STATED PROBLEM: Return each line of the data below as one string in a JSON list, omitting blank lines and leaving out the picture.

Dataset excerpt:
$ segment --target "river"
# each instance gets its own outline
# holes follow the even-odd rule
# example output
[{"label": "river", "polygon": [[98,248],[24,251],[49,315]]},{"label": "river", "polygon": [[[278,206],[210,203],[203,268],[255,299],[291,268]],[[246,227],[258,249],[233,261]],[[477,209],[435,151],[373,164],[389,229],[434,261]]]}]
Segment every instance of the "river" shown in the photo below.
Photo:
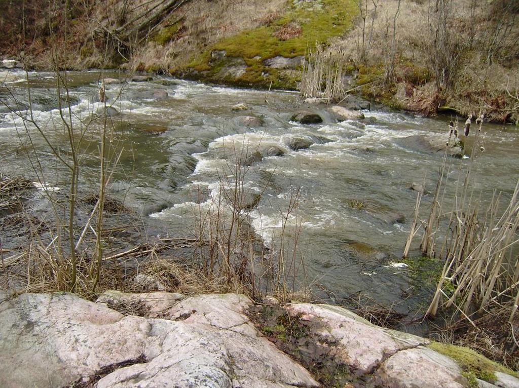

PROBLEM SOLUTION:
[
  "$ segment --target \"river\"",
  "# each instance gets its own outline",
  "# holes follow the even-odd rule",
  "# example output",
  "[{\"label\": \"river\", \"polygon\": [[98,248],[24,251],[49,315]]},{\"label\": \"river\", \"polygon\": [[[278,206],[210,203],[203,268],[255,299],[291,268]],[[246,227],[258,249],[233,261]],[[477,209],[435,151],[373,164],[389,229],[434,261]]]}]",
  "Segment every instance of the \"river\" shown in the photo below.",
  "Photo:"
]